>>>>

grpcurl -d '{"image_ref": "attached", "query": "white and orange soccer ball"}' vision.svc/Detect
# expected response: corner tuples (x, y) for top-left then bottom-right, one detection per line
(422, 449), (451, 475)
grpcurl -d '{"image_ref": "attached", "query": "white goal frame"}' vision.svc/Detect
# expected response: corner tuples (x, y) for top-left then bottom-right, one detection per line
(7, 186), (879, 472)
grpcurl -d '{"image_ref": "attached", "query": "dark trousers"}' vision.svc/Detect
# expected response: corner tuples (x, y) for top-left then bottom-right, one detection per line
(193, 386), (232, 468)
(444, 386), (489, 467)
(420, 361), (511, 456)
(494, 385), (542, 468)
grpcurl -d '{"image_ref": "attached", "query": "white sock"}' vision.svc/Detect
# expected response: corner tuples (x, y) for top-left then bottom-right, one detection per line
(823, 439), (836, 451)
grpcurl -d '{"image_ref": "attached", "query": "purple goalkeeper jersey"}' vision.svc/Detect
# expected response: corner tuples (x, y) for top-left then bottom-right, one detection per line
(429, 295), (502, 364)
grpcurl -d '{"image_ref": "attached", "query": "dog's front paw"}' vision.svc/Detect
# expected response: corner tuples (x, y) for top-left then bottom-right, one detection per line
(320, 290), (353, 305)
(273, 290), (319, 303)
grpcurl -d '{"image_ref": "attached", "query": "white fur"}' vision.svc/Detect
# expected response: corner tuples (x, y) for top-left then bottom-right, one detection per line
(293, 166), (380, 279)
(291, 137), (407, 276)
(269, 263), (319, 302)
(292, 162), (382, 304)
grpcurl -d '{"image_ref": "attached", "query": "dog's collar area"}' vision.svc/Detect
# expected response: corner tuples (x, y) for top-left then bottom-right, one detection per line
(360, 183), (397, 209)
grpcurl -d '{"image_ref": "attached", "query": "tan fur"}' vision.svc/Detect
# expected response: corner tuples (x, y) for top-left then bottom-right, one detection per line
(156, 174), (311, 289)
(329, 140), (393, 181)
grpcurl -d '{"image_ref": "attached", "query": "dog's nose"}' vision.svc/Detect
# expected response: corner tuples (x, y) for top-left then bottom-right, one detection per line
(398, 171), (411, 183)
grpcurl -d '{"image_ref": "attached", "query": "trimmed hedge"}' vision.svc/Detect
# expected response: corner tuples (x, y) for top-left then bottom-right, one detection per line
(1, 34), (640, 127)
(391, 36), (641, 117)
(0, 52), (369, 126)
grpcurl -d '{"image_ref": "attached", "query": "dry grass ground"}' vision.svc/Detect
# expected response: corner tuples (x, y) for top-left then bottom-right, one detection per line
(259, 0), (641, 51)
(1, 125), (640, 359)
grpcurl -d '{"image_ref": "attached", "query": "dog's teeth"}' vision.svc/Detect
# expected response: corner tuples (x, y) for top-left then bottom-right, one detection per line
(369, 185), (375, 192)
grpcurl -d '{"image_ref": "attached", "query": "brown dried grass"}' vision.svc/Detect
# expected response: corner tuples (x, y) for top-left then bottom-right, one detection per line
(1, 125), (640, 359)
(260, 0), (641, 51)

<<<<

Assignment:
Type out the listing again with nothing changed.

Expected output:
grpcurl -d '{"image_ref": "attached", "query": "white and orange soccer ball"}' vision.svc/Detect
# expected response: corner tuples (x, y) for top-left then bottom-right, one detection per line
(422, 449), (451, 475)
grpcurl -d '{"image_ref": "attached", "query": "white goal frame"}' vision.svc/Detect
# expected response: corner tuples (x, y) for top-left then bottom-right, one detection per line
(7, 186), (879, 472)
grpcurl -d '{"image_ref": "attached", "query": "dark trousers"}' vision.svc/Detect
# expected response: corner tuples (x, y) for top-left then bottom-right, one detection per line
(193, 386), (232, 468)
(444, 386), (489, 467)
(420, 361), (511, 456)
(494, 385), (542, 468)
grpcurl -d '{"image_ref": "attached", "query": "white sock"}' vision.svc/Detect
# expected response: corner tuples (x, y) for top-left then bottom-right, one detection per line
(823, 439), (836, 451)
grpcurl -d '{"image_ref": "attached", "query": "purple goalkeeper jersey"}' vision.svc/Detect
# expected response: corner tuples (x, y) for top-left then bottom-right, one detection per line
(429, 295), (502, 364)
grpcurl -d '{"image_ref": "attached", "query": "dog's front paw"}' vision.svc/Detect
# expected response: corner tuples (x, y) for top-left then bottom-right, one detection per line
(320, 290), (353, 305)
(273, 290), (319, 303)
grpcurl -d '{"image_ref": "attached", "query": "white fur"}' vision.svc/Detect
# expected response: corner tuples (x, y) for top-left then bottom-right, one detection per line
(293, 166), (380, 279)
(291, 137), (407, 276)
(269, 263), (319, 302)
(292, 162), (382, 304)
grpcurl -d '{"image_ref": "attached", "query": "dog's collar area"}' vision.svc/Detect
# expected response: corner tuples (x, y) for top-left then bottom-right, one detection per line
(360, 183), (397, 209)
grpcurl -d '{"image_ref": "attached", "query": "tan fur"}' vision.svc/Detect
# expected response: corner tuples (x, y) for top-left then bottom-right, one detection per line
(156, 174), (311, 289)
(329, 140), (393, 181)
grpcurl -d '{"image_ref": "attached", "query": "dog's nose"}' vision.svc/Detect
# expected response: corner tuples (x, y) for top-left then bottom-right, one detection per line
(398, 171), (411, 183)
grpcurl -d '{"image_ref": "attached", "query": "trimmed hedge"}' vision.svc/Detect
# expected response: corner tuples (x, y) for top-left then bottom-right, one detection per line
(1, 34), (640, 127)
(391, 36), (641, 117)
(0, 52), (369, 126)
grpcurl -d '{"image_ref": "attached", "query": "dry grass ground"}' vision.svc/Detect
# expected response: corner tuples (x, y) for top-left then bottom-right, one detection per line
(259, 0), (641, 51)
(1, 125), (640, 359)
grpcurl -d '{"image_ref": "attached", "query": "dog's teeth"}' vision.svc/Detect
# expected response: corner tuples (x, y) for top-left then bottom-right, one detection per line
(369, 185), (375, 192)
grpcurl -d '{"image_ref": "attached", "query": "brown dried grass"}' vision.svc/Detect
# expected response: corner tuples (x, y) for top-left then bottom-right, one detection per line
(1, 125), (640, 359)
(260, 0), (641, 51)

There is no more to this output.